Extract:
[Begin]
TL;DR
I run LTX-2.3 image-to-video (I2V) locally on a 96 GB GPU. At 1024×768 / 97 frames it peaked at 83.5 GiB — so close to the ceiling that it OOM'd whenever my image-generation server was co-resident, and 1280×768 OOM'd outright. I assumed I'd hit a hardware wall.
I hadn't. 54 of those gigabytes were an autograd graph. The pipeline returns a lazy decode iterator; the real VAE decode runs when you encode the output — and in my harness that happened outside the with torch.no_grad(): block, so every conv activation in the decoder was retained for a backward pass that never comes.
Moving one call inside the no_grad block:
| before | after | |
|---|---|---|
| I2V 1024×768/97f peak | 83.5 GiB | 29.5 GiB (−65%) |
| time | 151.6 s | 135.2 s (slightly faster) |
And the peak goes nearly flat across resolution — 2048×1536 (3.1 MP) tops out at 33.6 GiB. The "I need a bigger GPU" conclusion was a measurement artifact.
The lever I tried first — finer VAE decode tiling — barely moved the number. That dead end is part of the story.
The setup
- GPU: RTX PRO 6000 Blackwell Max-Q (96 GB)
- PyTorch: 2.x + CUDA 12.8 (Blackwell sm_120)
- Model: LTX-2.3 22B, two-stage (low-res denoise → 2× latent upscale → high-res refine → VAE decode), transformer loaded as fp8-cast
- Mode: cold-start (components built/freed per request, low idle VRAM)
The workflow I care about: generate a clean still, then animate it with I2V. Starting from a correct still sidesteps the seed-gacha and anatomy breakdowns you get from pure text-to-video. The only thing standing in the way was VRAM.
Dead end #1: VAE decode tiling
LTX-2's VAE decode supports tiling (TilingConfig: spatial tile px / temporal tile frames). The default is a coarse 768 px / 80 frames. The intuition: smaller tiles → smaller decode workspace → lower peak.
I made tiling configurable and swept it. The most aggressive setting (384 px / 32 frames):
tile 384px/32f (finest): process demanded 77.37 GiB → still OOM with the co-resident model
tile 768px/80f (default): 83.51 GiB
Halving the spatial tile and cutting temporal to a third bought ~6 GiB. So the peak isn't the decode workspace. Tiling was the wrong lever.
Before retreating to "lower the resolution," I measured where the peak actually lives.
Localizing the peak
I dropped an env-gated profiler into the pipeline's __call__, printing torch.cuda.max_memory_allocated() at each phase boundary:
def _vram(label):
torch.cuda.synchronize()
peak = torch.cuda.max_memory_allocated() / 1024**3
print(f"[vram] {label}: peak_so_far={peak:.2f}GiB")
[End]
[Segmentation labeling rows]
[Begin]
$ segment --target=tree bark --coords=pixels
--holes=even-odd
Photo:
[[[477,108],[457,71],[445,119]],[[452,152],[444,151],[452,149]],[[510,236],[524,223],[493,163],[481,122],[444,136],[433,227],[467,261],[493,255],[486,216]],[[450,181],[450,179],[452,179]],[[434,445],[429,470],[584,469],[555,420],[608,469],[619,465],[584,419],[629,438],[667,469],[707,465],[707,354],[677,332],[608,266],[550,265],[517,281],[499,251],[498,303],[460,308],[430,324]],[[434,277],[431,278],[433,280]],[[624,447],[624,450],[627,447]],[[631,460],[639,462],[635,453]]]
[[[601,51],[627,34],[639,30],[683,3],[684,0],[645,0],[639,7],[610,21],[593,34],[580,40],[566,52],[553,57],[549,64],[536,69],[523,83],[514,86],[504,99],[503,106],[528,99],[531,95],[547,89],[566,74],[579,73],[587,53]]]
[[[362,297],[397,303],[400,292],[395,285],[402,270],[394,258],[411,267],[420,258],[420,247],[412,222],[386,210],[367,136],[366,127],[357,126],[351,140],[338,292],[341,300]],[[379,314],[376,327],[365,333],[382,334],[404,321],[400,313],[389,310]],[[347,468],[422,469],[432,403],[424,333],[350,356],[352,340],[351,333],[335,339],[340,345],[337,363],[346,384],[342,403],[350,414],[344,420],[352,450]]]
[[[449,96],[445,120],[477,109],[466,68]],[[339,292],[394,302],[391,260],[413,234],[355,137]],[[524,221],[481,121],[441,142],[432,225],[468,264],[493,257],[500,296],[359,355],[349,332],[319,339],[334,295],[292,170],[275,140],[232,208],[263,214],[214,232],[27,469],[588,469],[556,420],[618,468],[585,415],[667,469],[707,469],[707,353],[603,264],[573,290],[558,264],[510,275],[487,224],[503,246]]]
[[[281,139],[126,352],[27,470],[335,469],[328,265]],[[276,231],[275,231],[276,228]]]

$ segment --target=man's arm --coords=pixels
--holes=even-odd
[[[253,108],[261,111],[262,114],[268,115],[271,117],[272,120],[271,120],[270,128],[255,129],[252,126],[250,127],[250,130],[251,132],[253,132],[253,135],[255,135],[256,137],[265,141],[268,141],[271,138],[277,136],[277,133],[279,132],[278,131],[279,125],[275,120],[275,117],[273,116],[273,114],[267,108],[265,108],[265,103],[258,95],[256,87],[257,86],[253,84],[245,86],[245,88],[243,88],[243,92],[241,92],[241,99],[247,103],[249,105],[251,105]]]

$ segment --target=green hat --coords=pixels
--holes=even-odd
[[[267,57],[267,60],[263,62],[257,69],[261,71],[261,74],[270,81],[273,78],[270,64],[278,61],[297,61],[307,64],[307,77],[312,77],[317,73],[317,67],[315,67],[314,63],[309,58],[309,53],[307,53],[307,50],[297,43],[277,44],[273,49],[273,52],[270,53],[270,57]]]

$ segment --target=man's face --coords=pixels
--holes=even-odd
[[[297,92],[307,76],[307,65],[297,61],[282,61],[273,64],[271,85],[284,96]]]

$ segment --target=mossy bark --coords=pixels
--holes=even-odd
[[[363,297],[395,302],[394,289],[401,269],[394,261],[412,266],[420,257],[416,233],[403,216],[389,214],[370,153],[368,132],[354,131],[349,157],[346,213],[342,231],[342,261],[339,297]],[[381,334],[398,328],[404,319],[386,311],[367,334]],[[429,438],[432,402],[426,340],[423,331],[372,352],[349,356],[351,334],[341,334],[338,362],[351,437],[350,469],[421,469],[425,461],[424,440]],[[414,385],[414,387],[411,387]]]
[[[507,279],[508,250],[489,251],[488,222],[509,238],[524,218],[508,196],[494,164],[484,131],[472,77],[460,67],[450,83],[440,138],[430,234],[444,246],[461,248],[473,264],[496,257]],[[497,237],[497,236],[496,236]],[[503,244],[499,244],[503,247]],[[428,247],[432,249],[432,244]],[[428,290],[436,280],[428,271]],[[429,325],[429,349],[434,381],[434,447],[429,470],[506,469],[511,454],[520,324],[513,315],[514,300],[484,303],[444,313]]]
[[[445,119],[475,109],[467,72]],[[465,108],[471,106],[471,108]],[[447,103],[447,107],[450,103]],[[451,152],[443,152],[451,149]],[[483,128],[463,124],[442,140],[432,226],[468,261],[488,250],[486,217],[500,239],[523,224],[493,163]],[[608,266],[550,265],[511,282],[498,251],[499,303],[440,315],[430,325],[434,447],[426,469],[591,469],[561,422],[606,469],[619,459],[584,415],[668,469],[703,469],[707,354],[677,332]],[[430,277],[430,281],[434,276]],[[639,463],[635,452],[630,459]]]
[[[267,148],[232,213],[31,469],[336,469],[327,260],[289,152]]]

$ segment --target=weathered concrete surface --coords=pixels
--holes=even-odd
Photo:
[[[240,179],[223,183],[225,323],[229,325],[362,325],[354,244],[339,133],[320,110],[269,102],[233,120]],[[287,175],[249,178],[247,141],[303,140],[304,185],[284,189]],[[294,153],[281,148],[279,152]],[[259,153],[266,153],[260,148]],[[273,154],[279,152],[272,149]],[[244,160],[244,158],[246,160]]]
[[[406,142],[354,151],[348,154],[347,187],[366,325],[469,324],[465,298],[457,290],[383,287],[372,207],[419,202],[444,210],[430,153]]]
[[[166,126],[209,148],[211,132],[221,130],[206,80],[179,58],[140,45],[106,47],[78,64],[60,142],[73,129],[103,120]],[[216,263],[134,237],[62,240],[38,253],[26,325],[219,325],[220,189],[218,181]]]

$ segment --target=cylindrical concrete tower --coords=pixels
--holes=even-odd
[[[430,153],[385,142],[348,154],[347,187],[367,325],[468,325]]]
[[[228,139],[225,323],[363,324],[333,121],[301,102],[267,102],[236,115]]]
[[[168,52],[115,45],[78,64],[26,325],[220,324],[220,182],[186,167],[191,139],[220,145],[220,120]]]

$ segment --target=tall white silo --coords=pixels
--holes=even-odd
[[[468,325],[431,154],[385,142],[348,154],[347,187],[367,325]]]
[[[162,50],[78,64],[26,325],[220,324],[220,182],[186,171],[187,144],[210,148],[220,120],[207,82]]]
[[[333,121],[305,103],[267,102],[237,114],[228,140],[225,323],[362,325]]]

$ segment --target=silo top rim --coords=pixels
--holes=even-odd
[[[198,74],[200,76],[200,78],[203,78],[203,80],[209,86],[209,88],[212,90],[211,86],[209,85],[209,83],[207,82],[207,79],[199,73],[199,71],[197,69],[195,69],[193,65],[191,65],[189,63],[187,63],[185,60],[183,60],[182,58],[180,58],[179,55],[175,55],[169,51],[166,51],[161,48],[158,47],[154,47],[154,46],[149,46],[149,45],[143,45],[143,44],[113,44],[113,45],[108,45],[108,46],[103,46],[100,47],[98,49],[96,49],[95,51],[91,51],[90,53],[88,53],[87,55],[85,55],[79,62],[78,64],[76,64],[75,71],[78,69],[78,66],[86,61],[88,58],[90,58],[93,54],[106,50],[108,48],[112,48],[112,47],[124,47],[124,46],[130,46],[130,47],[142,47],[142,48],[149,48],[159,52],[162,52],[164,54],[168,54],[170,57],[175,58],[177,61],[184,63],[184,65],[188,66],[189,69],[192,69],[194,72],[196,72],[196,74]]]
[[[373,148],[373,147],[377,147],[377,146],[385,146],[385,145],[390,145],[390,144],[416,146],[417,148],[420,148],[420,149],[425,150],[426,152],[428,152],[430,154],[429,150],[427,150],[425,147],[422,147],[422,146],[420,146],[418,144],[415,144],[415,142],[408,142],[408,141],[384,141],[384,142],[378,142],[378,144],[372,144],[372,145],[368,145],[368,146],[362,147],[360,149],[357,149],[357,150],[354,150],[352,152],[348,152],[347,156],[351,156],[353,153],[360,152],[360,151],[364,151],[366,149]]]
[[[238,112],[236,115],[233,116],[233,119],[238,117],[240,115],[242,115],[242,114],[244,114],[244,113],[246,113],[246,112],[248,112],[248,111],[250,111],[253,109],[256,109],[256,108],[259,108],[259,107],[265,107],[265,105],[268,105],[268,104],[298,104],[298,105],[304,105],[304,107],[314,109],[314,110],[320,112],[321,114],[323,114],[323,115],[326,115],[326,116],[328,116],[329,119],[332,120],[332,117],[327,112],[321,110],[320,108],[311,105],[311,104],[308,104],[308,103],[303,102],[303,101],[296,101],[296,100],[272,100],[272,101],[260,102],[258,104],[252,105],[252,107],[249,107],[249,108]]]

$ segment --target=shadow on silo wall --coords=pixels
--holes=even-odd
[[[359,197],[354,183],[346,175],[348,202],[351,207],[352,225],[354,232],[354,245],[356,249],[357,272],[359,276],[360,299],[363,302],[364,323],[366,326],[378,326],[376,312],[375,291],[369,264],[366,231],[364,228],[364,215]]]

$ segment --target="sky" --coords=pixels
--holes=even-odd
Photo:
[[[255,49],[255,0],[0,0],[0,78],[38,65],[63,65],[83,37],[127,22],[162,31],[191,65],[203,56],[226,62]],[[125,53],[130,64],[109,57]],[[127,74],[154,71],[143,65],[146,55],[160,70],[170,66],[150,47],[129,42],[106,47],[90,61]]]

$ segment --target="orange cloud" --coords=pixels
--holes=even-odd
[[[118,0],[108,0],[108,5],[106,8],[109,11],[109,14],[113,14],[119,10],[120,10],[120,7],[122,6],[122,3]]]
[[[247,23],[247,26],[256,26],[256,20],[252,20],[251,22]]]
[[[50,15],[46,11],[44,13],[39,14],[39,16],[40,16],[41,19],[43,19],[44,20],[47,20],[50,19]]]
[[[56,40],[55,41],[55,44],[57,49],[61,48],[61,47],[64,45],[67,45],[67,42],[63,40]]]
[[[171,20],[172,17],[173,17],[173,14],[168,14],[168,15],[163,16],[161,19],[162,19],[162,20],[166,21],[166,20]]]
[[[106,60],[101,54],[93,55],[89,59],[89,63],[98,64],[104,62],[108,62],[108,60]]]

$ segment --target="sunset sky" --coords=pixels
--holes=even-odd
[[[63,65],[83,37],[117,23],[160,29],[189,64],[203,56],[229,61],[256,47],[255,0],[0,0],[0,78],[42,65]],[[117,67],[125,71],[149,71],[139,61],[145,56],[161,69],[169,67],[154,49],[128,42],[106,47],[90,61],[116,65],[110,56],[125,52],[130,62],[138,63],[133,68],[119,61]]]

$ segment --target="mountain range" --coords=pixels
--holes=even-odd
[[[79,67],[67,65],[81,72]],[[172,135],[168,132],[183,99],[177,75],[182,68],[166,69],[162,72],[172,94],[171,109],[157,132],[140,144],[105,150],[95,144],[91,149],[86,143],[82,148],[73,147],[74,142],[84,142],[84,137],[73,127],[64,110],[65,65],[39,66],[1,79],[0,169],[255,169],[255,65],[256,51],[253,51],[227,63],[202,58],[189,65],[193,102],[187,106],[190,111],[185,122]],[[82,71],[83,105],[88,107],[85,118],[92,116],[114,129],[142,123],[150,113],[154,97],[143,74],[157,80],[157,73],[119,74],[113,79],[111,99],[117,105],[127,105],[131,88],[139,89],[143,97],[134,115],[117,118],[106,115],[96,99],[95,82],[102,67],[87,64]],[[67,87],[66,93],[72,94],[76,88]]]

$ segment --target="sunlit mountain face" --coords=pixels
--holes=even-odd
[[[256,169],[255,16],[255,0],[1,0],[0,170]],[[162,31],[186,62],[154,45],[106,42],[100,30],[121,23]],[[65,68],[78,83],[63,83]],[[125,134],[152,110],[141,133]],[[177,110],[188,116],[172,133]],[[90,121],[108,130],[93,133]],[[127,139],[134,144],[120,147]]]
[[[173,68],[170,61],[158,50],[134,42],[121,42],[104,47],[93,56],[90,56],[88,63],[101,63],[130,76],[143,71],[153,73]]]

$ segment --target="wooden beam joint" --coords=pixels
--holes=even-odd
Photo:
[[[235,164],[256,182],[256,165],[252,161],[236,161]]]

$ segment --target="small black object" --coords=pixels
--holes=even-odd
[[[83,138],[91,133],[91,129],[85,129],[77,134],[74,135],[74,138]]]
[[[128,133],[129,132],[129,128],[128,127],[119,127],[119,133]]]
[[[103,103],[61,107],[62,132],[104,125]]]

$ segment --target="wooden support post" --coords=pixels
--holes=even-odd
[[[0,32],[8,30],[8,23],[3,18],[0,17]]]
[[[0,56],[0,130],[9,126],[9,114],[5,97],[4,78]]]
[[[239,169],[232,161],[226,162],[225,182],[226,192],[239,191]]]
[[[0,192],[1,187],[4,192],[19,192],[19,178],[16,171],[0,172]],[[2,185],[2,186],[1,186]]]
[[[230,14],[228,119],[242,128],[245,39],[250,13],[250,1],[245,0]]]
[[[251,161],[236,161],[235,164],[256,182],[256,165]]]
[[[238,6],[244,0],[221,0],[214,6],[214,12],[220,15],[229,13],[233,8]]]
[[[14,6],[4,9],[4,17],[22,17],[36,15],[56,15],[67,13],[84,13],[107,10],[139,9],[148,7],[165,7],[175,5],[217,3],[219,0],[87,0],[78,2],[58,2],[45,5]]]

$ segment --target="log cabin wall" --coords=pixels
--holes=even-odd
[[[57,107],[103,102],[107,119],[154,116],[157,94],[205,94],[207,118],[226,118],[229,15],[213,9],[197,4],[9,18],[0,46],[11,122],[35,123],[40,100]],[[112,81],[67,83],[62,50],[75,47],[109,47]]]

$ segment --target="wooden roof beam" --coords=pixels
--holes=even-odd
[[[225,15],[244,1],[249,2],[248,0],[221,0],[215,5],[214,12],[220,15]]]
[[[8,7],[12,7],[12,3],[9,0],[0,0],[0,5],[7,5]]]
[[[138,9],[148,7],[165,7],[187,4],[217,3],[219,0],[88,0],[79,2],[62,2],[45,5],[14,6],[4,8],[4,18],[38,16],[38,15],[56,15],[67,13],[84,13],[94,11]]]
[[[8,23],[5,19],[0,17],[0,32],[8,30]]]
[End]
Stated exercise: Reproduce word for word the passage of the VRAM post from "- PyTorch: 2.x" to "way was VRAM.". These rows stand apart from the VRAM post and are unrelated to it.

Result of this exercise:
- PyTorch: 2.x + CUDA 12.8 (Blackwell sm_120)
- Model: LTX-2.3 22B, two-stage (low-res denoise → 2× latent upscale → high-res refine → VAE decode), transformer loaded as fp8-cast
- Mode: cold-start (components built/freed per request, low idle VRAM)
The workflow I care about: generate a clean still, then animate it with I2V. Starting from a correct still sidesteps the seed-gacha and anatomy breakdowns you get from pure text-to-video. The only thing standing in the way was VRAM.